_Given text_.
Module 4 part a

Garment workers’ voices

We start this part of this module by looking closely at Fashion Revolution’s manifesto point #3. It pictures a time when the fashion industry actively listens to what its workers have to say and acts on their ideas and requests however welcome or unwelcome they may be.

#3 Fashion gives people a voice, making it possible to speak up without fear, join together in unity without repercussion and negotiate for better conditions at work and across communities.

QUESTION: How close do you think we are to this now? What do you think? Write down your thoughts.

In previous modules, we have asked you to watch and listen to a number of people talking about the fashion industry in videos and podcasts. What we want to question in the first part of this module is who is talking about whose lives and livelihoods, who are they talking to, and what are they saying. Many of us may have been asked to think about what our clothes might tell us about their lives if they could talk. Or to imagine what we might say to the people who had made our favourite garment if we ever had the chance. Or to listen to what garment workers have to say to us, as consumers, about their lives, work and dreams. 


But how can fashion give fashion industry workers a voice? Who can give a voice to whom, and what can they say under the circumstances? How can these voices appeal to consumers? How can they influence negotiations for better conditions? How can they shape what happens in a workplace? When and to whom should fashion industry workers say exactly what they think? When might they need to modify this so that people will listen and take them seriously?

QUESTION: Take some time to think about your own ‘voice’. Under what circumstances, and by whom, are you ‘given’ a voice? Do you say exactly what you think to everyone in all circumstances? Or does it depend? When, when and with whom can you speak without fear? When, where and with whom do you need to be more careful?

Below, we guide you through a series of short tasks and questions. First, we look critically at who is giving voice to whom in a lot of sustainable and ethical fashion activism (spoiler: it’s typically garment workers in the Global South being given a voice to speak to consumers in the Global North). Second, we start to listen to some garment workers talking about their lives, their work, and how they would like thing to improve in the future (but, here, we ask who is asking them to speak, and who are they speaking to). Third, we ask you to think about whose voices we don’t hear much, which people working in fashion’s supply chains we don’t hear from, and why that might matter. Fourth, we look at an activist organisation (and band) which mobilises garment worker voices for no Western consumer to hear (and ask why that might be important). And we finish by asking you to reflect on your voice, and what you can do with it! Giving people ‘voice’ is not as simple as it might first seem.

_Supplied information_.
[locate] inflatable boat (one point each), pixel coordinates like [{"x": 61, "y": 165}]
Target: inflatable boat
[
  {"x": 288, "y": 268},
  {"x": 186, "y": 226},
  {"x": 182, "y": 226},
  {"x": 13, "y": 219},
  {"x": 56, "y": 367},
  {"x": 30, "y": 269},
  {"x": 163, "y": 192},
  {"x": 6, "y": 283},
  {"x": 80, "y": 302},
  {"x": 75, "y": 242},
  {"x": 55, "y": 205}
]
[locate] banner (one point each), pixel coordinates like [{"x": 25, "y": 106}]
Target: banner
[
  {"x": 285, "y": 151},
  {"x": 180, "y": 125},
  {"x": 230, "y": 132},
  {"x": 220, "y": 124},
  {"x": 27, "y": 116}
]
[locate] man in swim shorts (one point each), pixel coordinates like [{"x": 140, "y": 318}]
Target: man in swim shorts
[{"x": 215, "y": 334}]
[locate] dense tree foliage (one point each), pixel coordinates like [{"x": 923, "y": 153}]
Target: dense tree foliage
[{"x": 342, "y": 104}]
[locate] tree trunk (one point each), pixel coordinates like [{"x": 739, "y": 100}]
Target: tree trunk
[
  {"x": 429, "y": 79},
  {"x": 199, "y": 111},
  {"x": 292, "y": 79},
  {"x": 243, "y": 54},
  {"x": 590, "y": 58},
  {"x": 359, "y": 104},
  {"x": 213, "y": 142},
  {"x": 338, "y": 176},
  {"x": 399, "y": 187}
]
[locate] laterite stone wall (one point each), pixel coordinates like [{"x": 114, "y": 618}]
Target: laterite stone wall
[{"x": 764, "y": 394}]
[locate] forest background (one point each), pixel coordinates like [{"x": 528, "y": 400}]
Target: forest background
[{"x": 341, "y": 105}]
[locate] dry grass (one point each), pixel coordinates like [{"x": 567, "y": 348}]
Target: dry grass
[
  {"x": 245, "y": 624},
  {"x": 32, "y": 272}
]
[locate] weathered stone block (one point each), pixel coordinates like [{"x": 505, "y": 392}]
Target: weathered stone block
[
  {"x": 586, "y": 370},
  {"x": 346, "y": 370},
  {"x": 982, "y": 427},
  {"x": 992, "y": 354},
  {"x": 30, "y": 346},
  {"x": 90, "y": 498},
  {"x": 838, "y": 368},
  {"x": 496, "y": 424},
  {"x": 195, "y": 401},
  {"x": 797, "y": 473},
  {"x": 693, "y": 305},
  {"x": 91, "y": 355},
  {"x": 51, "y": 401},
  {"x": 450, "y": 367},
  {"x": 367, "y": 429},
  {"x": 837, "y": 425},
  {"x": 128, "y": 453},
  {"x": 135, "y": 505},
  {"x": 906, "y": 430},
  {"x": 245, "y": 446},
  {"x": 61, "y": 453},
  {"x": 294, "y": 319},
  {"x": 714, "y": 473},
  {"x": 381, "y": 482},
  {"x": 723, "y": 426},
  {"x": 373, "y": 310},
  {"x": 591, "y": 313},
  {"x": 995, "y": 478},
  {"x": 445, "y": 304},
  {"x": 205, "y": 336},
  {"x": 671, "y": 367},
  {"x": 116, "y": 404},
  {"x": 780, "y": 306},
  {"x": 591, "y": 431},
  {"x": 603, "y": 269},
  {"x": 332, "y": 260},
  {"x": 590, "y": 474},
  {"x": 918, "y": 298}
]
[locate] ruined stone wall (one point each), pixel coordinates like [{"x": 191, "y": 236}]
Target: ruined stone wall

_Your task_.
In the module text on garment workers' voices, who is usually given a voice in ethical fashion activism, and to whom do they speak?

_Exercise result_.
Garment workers in the Global South, who speak to consumers in the Global North.